**Exercise**.
Reproduce every line of the records below verbatim, omitting the pictures.

## START Provided material

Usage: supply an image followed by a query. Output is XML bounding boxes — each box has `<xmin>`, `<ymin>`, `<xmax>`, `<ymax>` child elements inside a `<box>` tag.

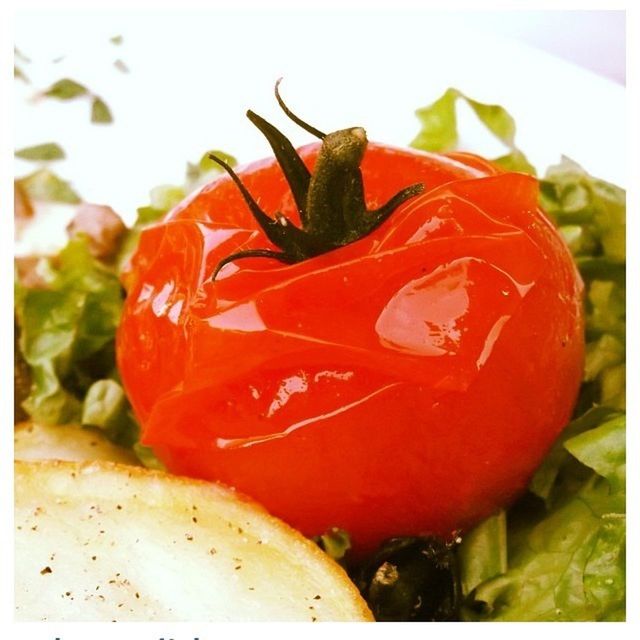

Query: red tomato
<box><xmin>118</xmin><ymin>135</ymin><xmax>584</xmax><ymax>553</ymax></box>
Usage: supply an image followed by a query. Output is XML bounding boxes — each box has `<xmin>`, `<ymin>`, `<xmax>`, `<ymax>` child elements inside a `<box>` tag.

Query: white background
<box><xmin>14</xmin><ymin>8</ymin><xmax>626</xmax><ymax>250</ymax></box>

## END Provided material

**Task solution**.
Usage: supply an image followed by a query. Output is XML bounding boxes — each box has `<xmin>`, `<ymin>`, `<xmax>`, `<ymax>` child elements inside a `<box>` tag.


Query: red tomato
<box><xmin>118</xmin><ymin>135</ymin><xmax>584</xmax><ymax>553</ymax></box>
Usage: supply an image followed by a query. Output is XML bounding boxes — each box has `<xmin>`, `<ymin>`, `<xmax>`, `<ymax>` child elements inside a `<box>` tag.

Query: white background
<box><xmin>14</xmin><ymin>8</ymin><xmax>626</xmax><ymax>250</ymax></box>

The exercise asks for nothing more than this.